>> START

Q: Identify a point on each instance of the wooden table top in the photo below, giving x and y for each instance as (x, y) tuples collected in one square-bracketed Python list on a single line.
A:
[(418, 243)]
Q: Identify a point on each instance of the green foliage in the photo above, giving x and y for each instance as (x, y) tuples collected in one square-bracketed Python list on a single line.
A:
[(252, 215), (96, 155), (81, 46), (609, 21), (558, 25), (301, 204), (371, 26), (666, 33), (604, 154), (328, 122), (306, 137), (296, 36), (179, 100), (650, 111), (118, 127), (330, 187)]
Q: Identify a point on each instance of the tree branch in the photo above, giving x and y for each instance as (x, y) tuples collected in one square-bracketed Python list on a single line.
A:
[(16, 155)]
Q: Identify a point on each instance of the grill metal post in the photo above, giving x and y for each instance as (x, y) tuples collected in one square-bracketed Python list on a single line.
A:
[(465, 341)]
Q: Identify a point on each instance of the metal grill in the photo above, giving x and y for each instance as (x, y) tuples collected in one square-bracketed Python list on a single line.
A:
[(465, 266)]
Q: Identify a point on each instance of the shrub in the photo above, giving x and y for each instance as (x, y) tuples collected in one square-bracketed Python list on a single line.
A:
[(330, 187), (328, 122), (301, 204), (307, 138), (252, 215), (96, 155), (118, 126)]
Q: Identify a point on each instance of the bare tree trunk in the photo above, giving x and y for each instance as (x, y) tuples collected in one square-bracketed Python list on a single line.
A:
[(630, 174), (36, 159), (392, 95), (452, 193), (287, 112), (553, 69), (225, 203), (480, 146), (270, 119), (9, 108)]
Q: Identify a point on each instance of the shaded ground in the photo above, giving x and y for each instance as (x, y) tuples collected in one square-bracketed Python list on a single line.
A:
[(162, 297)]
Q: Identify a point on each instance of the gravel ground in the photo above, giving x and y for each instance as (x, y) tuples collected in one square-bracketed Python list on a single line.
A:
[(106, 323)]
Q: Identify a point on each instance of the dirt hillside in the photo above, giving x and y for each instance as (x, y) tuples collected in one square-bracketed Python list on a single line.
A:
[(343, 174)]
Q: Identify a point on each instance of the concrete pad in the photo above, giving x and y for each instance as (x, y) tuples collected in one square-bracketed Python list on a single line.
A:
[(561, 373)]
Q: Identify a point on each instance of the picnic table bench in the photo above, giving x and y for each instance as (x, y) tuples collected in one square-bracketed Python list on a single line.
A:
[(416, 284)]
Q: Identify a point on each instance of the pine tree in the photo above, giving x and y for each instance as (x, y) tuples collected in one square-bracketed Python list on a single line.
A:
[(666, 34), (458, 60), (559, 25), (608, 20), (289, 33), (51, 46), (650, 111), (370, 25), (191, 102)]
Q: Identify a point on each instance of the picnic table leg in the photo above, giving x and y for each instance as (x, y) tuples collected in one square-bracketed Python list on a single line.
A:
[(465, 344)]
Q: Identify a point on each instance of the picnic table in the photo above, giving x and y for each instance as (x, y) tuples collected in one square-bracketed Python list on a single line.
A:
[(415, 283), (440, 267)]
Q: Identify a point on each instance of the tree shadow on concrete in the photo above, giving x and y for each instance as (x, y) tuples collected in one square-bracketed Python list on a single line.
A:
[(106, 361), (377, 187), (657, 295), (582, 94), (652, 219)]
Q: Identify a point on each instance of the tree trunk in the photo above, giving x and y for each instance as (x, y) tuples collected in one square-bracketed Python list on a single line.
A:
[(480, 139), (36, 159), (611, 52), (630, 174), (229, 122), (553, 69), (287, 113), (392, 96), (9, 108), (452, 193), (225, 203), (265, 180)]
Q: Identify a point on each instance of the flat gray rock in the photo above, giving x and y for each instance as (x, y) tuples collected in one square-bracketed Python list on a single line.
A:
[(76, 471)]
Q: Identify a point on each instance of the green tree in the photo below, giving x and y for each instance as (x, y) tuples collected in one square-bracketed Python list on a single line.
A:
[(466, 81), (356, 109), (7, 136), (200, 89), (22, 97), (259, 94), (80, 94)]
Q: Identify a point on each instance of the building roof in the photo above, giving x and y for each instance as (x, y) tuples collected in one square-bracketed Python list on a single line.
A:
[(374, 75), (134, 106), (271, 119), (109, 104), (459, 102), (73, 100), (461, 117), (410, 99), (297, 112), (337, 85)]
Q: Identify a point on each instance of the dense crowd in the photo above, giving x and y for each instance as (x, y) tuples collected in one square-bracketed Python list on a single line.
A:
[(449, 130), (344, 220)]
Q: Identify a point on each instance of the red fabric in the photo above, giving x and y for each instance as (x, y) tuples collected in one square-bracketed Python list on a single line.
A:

>> END

## Task description
Starting at the line with "picnic table in", copy every line up to and including the last one in the entries above.

## Result of the exercise
Q: Identify a point on each instance of the picnic table in the photo above, giving x and y for each instance as (x, y) tuples collected in one square-bracketed Python list on a single line.
A:
[(415, 283), (440, 267)]
Q: Identify a point on each instance of the tree shadow on concrete in the photo above, giving x and y for each instance as (x, y) tuples collected in one square-bracketed Python list on a single line.
A:
[(106, 361), (377, 187), (657, 295), (582, 94), (652, 219)]
Q: Identify a point on each instance of the tree trunk in the photo above, giving x and y for each instance as (x, y) tuples collected in one square-bracketed Python list on a single line.
A:
[(480, 139), (36, 159), (611, 52), (630, 174), (229, 122), (553, 69), (287, 113), (392, 96), (9, 108), (452, 193), (225, 203), (265, 180)]
Q: Identify a point on each instance of the flat gray rock in the photo above, giving x and y for each instance as (x, y) tuples collected in one square-bracketed Python list on a single line.
A:
[(76, 471)]
Q: Identify a point on each instance of the green tree in the photo below, giving x and y for each instance as (x, y) tuples collected in one square-bracketed Python list on a single line.
A:
[(466, 81), (356, 109), (7, 136), (200, 89), (22, 97), (259, 94), (80, 94)]
Q: Identify a point on each instance of the building roof in the photo above, giving x and y for each instance as (x, y) tuples collected in one square-bracketed Python list on a single line.
A:
[(374, 75), (134, 106), (271, 119), (109, 104), (459, 102), (73, 100), (461, 117), (410, 99), (297, 112), (337, 85)]
Q: Identify a point on each instance of the dense crowd in the photo above, giving x and y for each instance as (x, y) tuples collected in one square-bracketed Python list on a single line.
A:
[(449, 130), (344, 220)]
Q: Identify a point on each instance of the red fabric in the photo above, giving x and y for each instance as (x, y) tuples collected in one square-bracketed Python list on a single line.
A:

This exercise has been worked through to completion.